[Passage]
┄┄┄┄┄┄┄┄┄┄
Automaticity! Automaticity! Automaticity!

"Learn skills all the way to automaticity!"

Doug Lemov (Practice Perfect, 2012) points out, "The power of learning things by rote is that it allows you to do them with unconscious efficiency. ... It's all but impossible to have higher-order thinking without strongly established skills and lots of knowledge of facts." Rote learning does not get in the way of higher-order thinking, as some claim. In arithmetic, students should practice getting it right. "While failure may build character and tenacity, it's not good at building skills. ... Many types of higher-order thinking are in fact founded on and require rote learning," explains Lemov. Thus, practice getting things right!

[Comment: Einstein participated in oral drills to acquire basic math skills when he attended a Catholic elementary school just like the other students.]

Also, rote learning should not imply a lack of understanding. At first, a child's understanding is what I call a "number line" understanding, in which all consecutive numbers are equidistant and form a linear scale. Add 1 to get the next number (3 + 1 = 4 or n + 1 = n'), from left to right. This foundational understanding is not taught well. Also, students should use the number line, which starts at zero, to calculate. The number line shows that the 3 + 4 is actually 7. In fact, the number line is important mathematics, but I don't see it used much in elementary school. Once simple combinations have been calculated on the number line, all the combinations that make 5, the sums should be committed to flashcards for practice and retrieval. At first, stick to whole numbers.    8-24,25-21 

Learning Through Worked Examples

Sanjay Sarma (Grasp, 2020) explains, "One upshot is that whenever something clogs up working memory [any distraction], your all-around problem-solving abilities take a hit. ... Learning via worked examples instead of solving a problem for yourself is one potential way past such working-memory roadblocks. ... Overlearn certain facts, like the multiplication table, so that summoning up those facts during problem-solving becomes undemanding." Sarma points out the critical importance of learning through worked examples to solve problems and memorizing the multiplication table so as not to clog your working memory.
┄┄┄┄┄┄┄┄┄┄
[Goal 1]
Rewrite the rows from the line with "[locate] drawn spiral" up to and including the line with "<point>75,1022</point>", keeping the requests. Scale every coordinate in the answers by 1.55, rounding to whole numbers with halves rounded up.

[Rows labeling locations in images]
┄┄┄┄┄┄┄┄┄┄
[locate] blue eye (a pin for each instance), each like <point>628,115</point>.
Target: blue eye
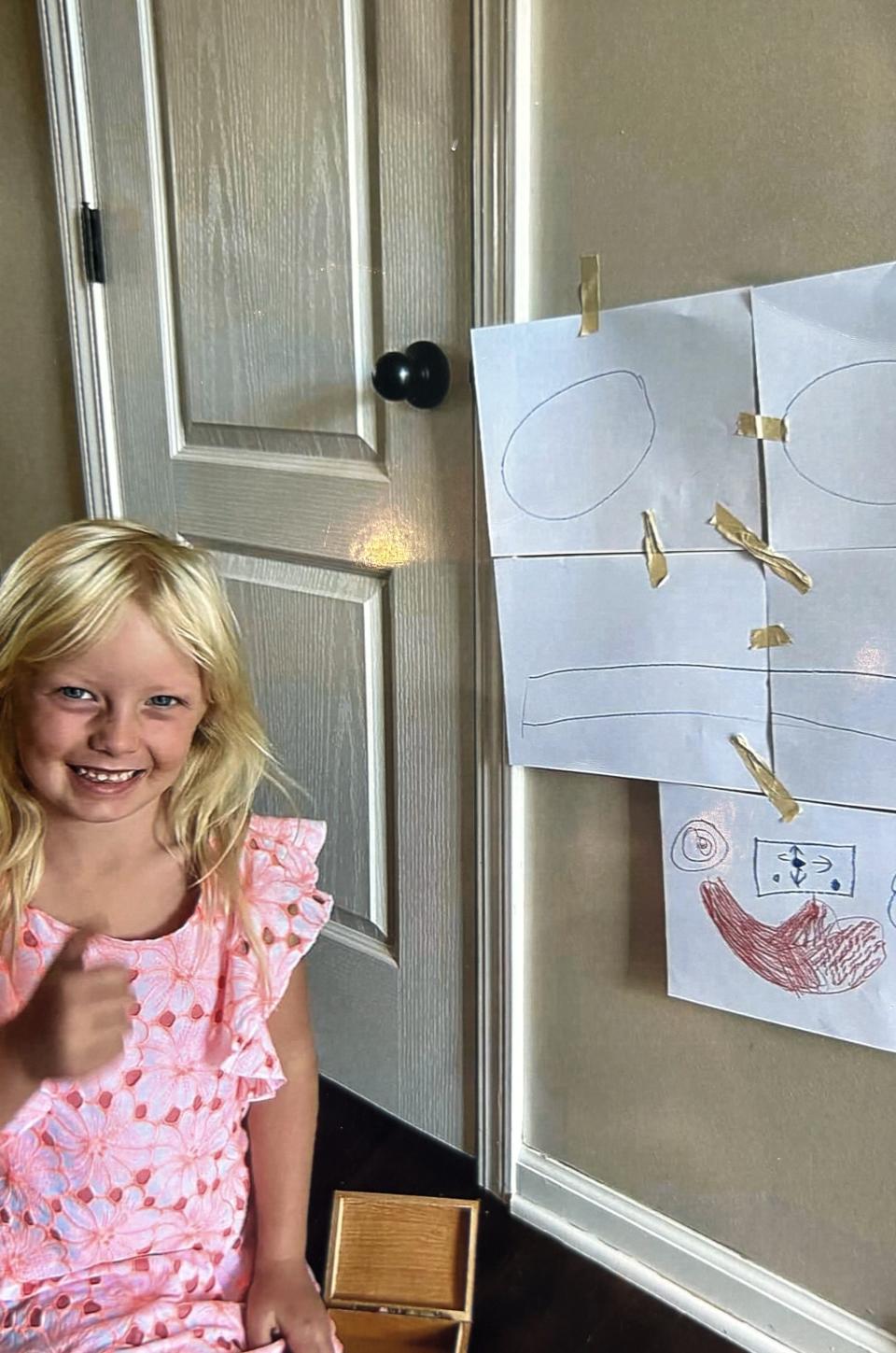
<point>80,689</point>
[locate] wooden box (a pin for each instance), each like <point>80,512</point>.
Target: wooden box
<point>400,1272</point>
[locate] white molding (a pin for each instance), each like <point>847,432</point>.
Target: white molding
<point>161,237</point>
<point>521,147</point>
<point>73,171</point>
<point>501,152</point>
<point>494,38</point>
<point>747,1304</point>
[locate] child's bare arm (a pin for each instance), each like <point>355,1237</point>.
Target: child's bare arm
<point>281,1134</point>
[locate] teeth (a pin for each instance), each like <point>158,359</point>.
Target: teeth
<point>105,776</point>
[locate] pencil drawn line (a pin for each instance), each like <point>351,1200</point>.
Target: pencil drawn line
<point>642,713</point>
<point>614,668</point>
<point>565,390</point>
<point>834,728</point>
<point>834,371</point>
<point>721,668</point>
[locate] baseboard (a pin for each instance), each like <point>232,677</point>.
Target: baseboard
<point>754,1308</point>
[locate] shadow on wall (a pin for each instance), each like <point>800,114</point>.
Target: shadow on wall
<point>646,910</point>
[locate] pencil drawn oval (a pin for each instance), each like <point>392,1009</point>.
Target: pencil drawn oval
<point>699,846</point>
<point>829,424</point>
<point>579,446</point>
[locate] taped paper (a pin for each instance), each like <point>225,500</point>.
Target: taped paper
<point>590,294</point>
<point>761,427</point>
<point>765,778</point>
<point>739,535</point>
<point>769,636</point>
<point>657,566</point>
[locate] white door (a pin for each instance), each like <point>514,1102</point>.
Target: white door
<point>284,193</point>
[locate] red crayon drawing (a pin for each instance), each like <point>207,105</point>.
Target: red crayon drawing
<point>810,952</point>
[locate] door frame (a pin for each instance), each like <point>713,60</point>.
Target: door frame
<point>500,63</point>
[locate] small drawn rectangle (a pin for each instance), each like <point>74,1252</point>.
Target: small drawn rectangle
<point>807,867</point>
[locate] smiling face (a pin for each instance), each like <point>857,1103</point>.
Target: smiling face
<point>130,702</point>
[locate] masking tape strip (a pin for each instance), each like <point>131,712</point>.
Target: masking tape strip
<point>657,566</point>
<point>739,535</point>
<point>765,778</point>
<point>761,427</point>
<point>590,294</point>
<point>771,636</point>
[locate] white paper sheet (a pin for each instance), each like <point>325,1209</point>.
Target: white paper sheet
<point>826,360</point>
<point>582,434</point>
<point>603,672</point>
<point>795,924</point>
<point>834,687</point>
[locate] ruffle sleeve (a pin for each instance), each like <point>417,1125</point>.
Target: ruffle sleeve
<point>288,909</point>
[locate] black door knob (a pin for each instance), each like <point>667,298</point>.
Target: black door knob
<point>421,375</point>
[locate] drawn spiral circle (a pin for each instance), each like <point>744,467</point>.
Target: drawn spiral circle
<point>699,846</point>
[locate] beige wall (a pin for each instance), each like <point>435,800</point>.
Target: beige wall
<point>39,469</point>
<point>700,144</point>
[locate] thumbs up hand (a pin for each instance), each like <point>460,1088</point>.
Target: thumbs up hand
<point>75,1022</point>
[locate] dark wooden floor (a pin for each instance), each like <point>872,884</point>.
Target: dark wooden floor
<point>533,1295</point>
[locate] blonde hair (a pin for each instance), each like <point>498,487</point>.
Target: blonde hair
<point>63,594</point>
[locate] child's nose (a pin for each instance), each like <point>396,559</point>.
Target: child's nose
<point>115,734</point>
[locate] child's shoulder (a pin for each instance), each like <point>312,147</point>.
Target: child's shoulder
<point>281,852</point>
<point>272,834</point>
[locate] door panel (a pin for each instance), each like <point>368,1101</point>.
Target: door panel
<point>284,189</point>
<point>265,159</point>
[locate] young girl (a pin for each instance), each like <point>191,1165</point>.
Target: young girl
<point>153,1014</point>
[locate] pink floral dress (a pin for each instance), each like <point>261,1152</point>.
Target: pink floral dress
<point>124,1211</point>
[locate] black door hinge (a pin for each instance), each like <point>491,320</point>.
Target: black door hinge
<point>92,240</point>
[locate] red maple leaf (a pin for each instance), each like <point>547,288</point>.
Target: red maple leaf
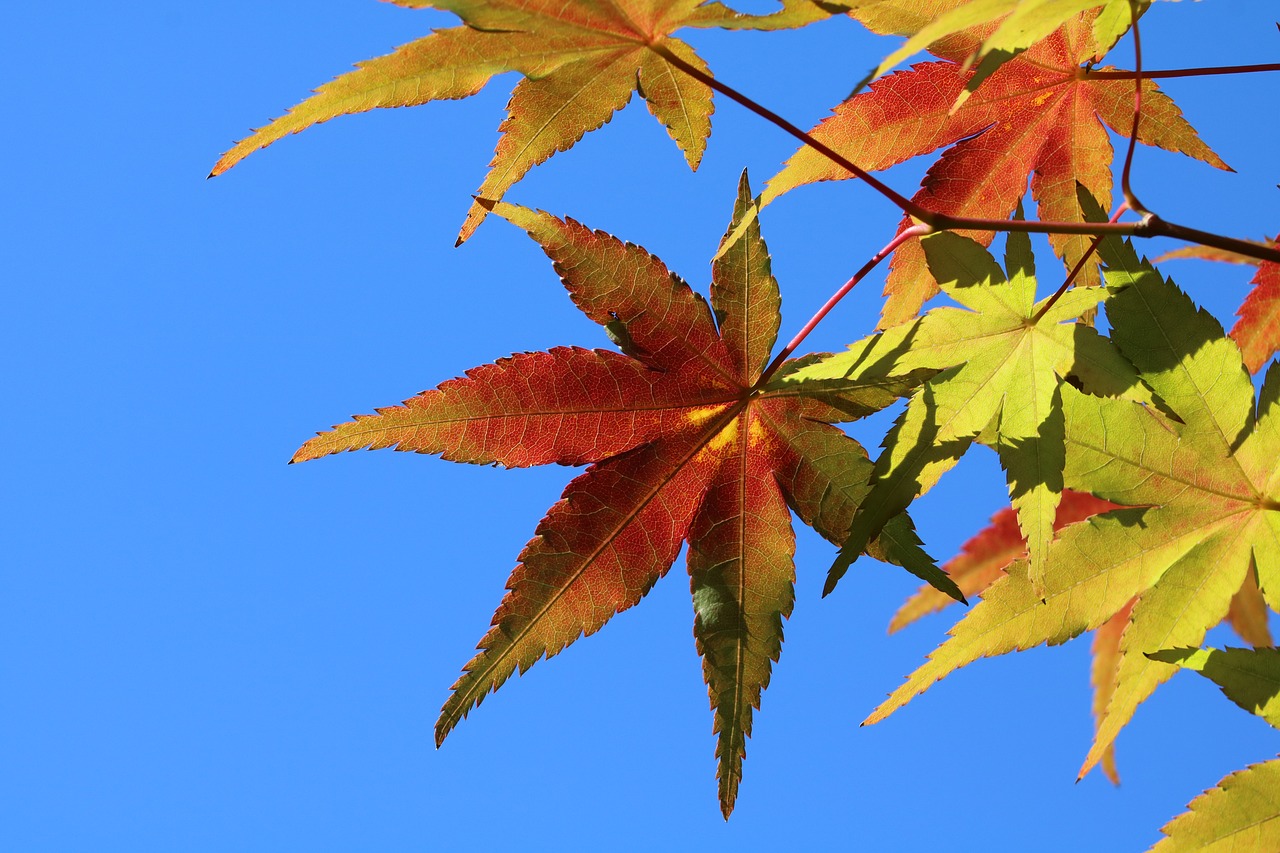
<point>688,438</point>
<point>1038,115</point>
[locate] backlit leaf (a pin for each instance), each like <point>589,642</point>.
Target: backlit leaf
<point>1242,813</point>
<point>1257,331</point>
<point>1206,497</point>
<point>580,60</point>
<point>1002,370</point>
<point>685,439</point>
<point>1038,118</point>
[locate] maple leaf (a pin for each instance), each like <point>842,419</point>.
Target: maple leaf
<point>1243,811</point>
<point>581,62</point>
<point>1040,117</point>
<point>986,556</point>
<point>1002,365</point>
<point>992,31</point>
<point>686,438</point>
<point>1257,328</point>
<point>1205,497</point>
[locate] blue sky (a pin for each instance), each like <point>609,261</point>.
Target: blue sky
<point>205,648</point>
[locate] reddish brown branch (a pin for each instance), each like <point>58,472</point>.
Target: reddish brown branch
<point>1148,226</point>
<point>914,231</point>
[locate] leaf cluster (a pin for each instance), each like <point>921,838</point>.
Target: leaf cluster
<point>1141,464</point>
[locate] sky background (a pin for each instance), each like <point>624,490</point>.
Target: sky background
<point>202,648</point>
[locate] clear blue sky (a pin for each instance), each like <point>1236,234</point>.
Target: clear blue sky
<point>202,648</point>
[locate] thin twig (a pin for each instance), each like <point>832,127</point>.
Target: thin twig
<point>908,233</point>
<point>1079,267</point>
<point>1148,226</point>
<point>1212,71</point>
<point>1125,188</point>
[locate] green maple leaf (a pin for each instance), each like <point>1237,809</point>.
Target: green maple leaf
<point>686,442</point>
<point>1243,811</point>
<point>1004,359</point>
<point>1205,491</point>
<point>1040,119</point>
<point>1257,329</point>
<point>986,557</point>
<point>581,62</point>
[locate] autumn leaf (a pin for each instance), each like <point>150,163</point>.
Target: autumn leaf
<point>1243,812</point>
<point>1257,331</point>
<point>1040,117</point>
<point>1004,359</point>
<point>688,439</point>
<point>1006,27</point>
<point>988,552</point>
<point>984,557</point>
<point>1203,488</point>
<point>581,62</point>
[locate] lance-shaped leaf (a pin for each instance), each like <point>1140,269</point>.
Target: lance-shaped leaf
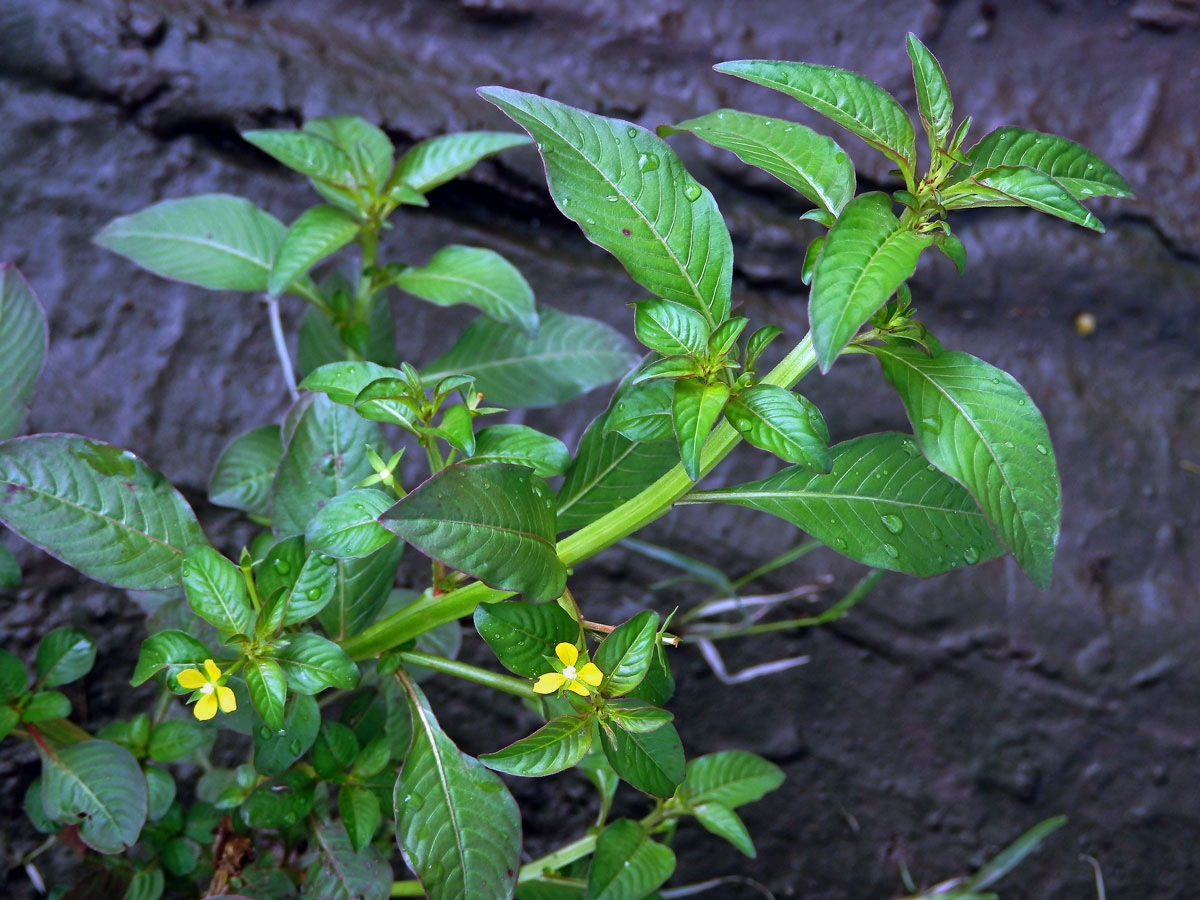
<point>457,826</point>
<point>849,99</point>
<point>523,635</point>
<point>97,786</point>
<point>23,342</point>
<point>630,195</point>
<point>522,445</point>
<point>881,504</point>
<point>245,471</point>
<point>624,655</point>
<point>495,522</point>
<point>1074,167</point>
<point>628,863</point>
<point>695,409</point>
<point>569,357</point>
<point>933,93</point>
<point>318,233</point>
<point>436,161</point>
<point>216,591</point>
<point>96,508</point>
<point>475,276</point>
<point>802,159</point>
<point>979,426</point>
<point>557,745</point>
<point>781,423</point>
<point>1020,186</point>
<point>327,456</point>
<point>868,255</point>
<point>216,240</point>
┄┄┄┄┄┄┄┄┄┄
[Goal 2]
List every person named in the passage on automaticity.

[Complete response 1]
[locate] drawn spiral circle (a pin for each instance), each like <point>744,467</point>.
Target: drawn spiral circle
<point>1083,1311</point>
[locate] beige wall (a pin for each instance), each like <point>435,800</point>.
Target: beige wall
<point>60,727</point>
<point>1085,223</point>
[locate] thumbs up hand (a pin for each instance), each like <point>460,1088</point>.
Target: thumbs up hand
<point>116,1584</point>

[Complete response 2]
Doug Lemov
Einstein
Sanjay Sarma